** What to do **
Print the lines below from the one containing "Where can you see the city" through the one containing "(1524, 200)", both included, and omit any pictures.

** Given data **
══════════════════════════════
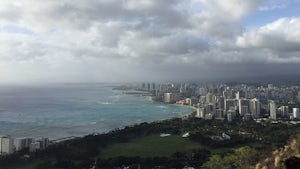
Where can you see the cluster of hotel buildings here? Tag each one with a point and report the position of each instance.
(9, 145)
(223, 101)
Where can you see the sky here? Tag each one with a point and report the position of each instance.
(49, 41)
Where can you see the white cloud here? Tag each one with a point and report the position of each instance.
(113, 40)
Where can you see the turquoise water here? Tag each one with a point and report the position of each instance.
(75, 110)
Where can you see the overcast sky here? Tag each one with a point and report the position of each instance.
(147, 40)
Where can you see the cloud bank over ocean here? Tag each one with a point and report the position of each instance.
(125, 40)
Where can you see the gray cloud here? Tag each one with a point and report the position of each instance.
(132, 40)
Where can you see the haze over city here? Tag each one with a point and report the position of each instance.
(130, 40)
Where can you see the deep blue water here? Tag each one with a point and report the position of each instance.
(75, 110)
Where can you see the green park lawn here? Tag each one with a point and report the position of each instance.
(150, 146)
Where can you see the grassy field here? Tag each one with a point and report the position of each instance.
(150, 146)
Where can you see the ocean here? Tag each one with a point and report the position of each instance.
(58, 111)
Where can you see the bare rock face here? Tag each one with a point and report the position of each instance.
(287, 157)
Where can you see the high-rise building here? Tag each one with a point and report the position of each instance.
(230, 104)
(243, 106)
(283, 111)
(273, 113)
(296, 114)
(171, 97)
(255, 107)
(6, 145)
(209, 98)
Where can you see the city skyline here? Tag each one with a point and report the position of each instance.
(147, 40)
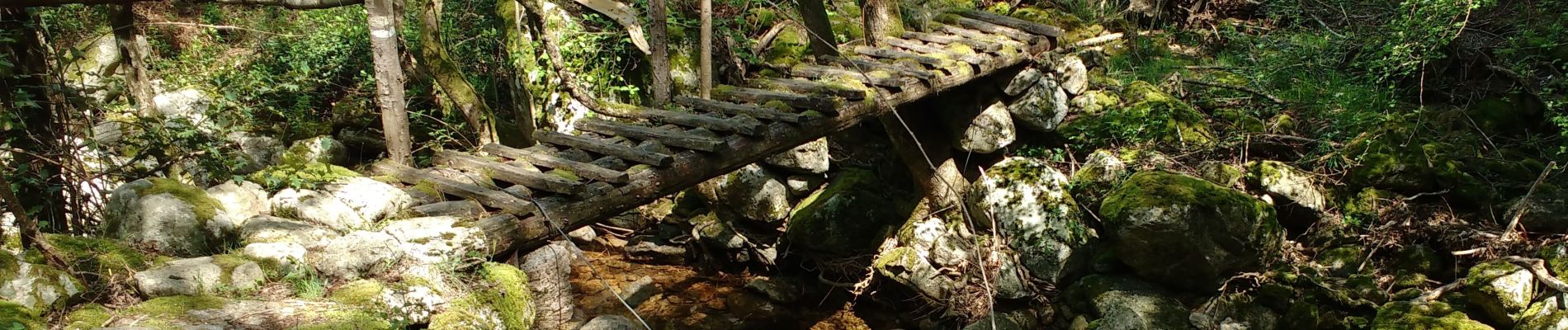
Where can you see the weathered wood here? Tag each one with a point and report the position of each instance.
(602, 148)
(808, 87)
(880, 66)
(664, 136)
(1012, 22)
(872, 77)
(764, 96)
(739, 110)
(993, 29)
(947, 40)
(580, 169)
(897, 55)
(686, 120)
(505, 172)
(489, 197)
(458, 209)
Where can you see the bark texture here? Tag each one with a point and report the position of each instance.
(390, 80)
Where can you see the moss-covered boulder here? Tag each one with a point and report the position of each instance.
(1031, 204)
(1500, 290)
(1423, 316)
(167, 214)
(1189, 232)
(502, 300)
(838, 219)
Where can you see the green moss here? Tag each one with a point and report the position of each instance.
(300, 176)
(1423, 316)
(17, 316)
(83, 318)
(360, 293)
(201, 204)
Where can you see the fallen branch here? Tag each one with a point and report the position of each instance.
(1238, 88)
(1538, 270)
(1524, 200)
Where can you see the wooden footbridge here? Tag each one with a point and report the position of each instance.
(616, 166)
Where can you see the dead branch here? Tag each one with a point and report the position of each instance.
(1238, 88)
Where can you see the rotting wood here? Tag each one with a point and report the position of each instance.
(806, 87)
(742, 110)
(664, 136)
(686, 120)
(512, 174)
(489, 197)
(947, 40)
(580, 169)
(764, 96)
(1012, 22)
(604, 148)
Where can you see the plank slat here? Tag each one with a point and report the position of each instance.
(580, 169)
(512, 174)
(489, 197)
(686, 120)
(1013, 22)
(664, 136)
(806, 87)
(763, 96)
(602, 148)
(740, 110)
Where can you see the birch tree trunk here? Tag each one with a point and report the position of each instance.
(447, 75)
(390, 80)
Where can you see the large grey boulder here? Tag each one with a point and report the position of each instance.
(357, 254)
(752, 193)
(36, 286)
(1041, 106)
(991, 130)
(806, 158)
(1500, 290)
(371, 199)
(317, 207)
(242, 200)
(272, 229)
(1128, 304)
(172, 218)
(1031, 204)
(435, 239)
(320, 149)
(1189, 232)
(200, 276)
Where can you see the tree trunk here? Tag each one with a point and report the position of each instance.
(880, 19)
(517, 45)
(447, 74)
(705, 68)
(815, 13)
(137, 78)
(390, 80)
(659, 43)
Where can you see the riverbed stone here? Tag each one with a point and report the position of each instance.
(1189, 232)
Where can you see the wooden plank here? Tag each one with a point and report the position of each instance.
(897, 55)
(764, 96)
(1013, 22)
(808, 87)
(664, 136)
(580, 169)
(993, 29)
(880, 78)
(686, 120)
(512, 174)
(742, 110)
(947, 40)
(602, 148)
(489, 197)
(880, 66)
══════════════════════════════
** Written response **
Where can you see the city skyline here? Tag each one with a point and report the position of each instance.
(147, 40)
Where can you see the weathered wood here? Tag each one with a point and report the position of each instance.
(602, 148)
(808, 87)
(880, 66)
(664, 136)
(1012, 22)
(872, 77)
(764, 96)
(739, 110)
(993, 29)
(947, 40)
(580, 169)
(897, 55)
(686, 120)
(505, 172)
(489, 197)
(458, 209)
Where can you see the bark texture here? Tag each one with a point and report the position of each instance.
(390, 80)
Where can you see the moss-covered boulder here? Tag each one with a point and report the position of each instance.
(1031, 204)
(1500, 290)
(1423, 316)
(167, 214)
(1189, 232)
(502, 300)
(838, 219)
Where can you see the green moss here? Tag each one with a point and report the position of each instance.
(300, 176)
(1423, 316)
(17, 316)
(83, 318)
(360, 293)
(201, 204)
Where can you see the fallen branch here? Tag each one with a point and report the position of each instance.
(1238, 88)
(1538, 270)
(1524, 200)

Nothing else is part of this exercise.